Given request - In the excerpt reviewing the book An End to Evil, what position does Nahum Barnea hold?

╭─ Extract to read

The omissions are perhaps the most glaring thing about this book.
An End to Evil contains a lengthier discussion of ancient CIA disputes over the calculation of the Soviet Gross National Product in the 1970s and 1980s than it does of Israeli policies in the occupied territories. The authors’ brief passing references to Israeli policies are like the cop on South Park who is always telling people, “There’s nothing to see here folks, just move along…. Nothing to see here….” Throughout the book, Israel is the supremely virtuous innocent bystander. Yet it is impossible to understand the supposed “need” for the United States to launch wars to reform Islam without examining the Middle East conflict.
Frum and Perle effectively declare that Israeli military and occupation policies are irrelevant to Arab and Muslim rage:
The greatest — indeed, the sole — obstacle to peace is the feeling among many people in the Arab and Muslim world that anything that was once theirs can never legitimately be anybody else’s.
Israelis on the front line of terrorist attacks take a profoundly different view. Nahum Barnea, chief columnist of Yedioth Ahronoth, Israel’s largest circulation newspaper, observes,
Anyone who says that there is no connection between our presence, settlement-wise and militarily, in the territories and the insane dimensions to which Palestinian hatred has grown, is lying to his people.

╰─
╭─ Information provided

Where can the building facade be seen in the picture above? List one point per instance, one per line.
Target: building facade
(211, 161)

╰─

Result for this exercise - He is chief columnist of Yedioth Ahronoth, Israel's largest circulation newspaper.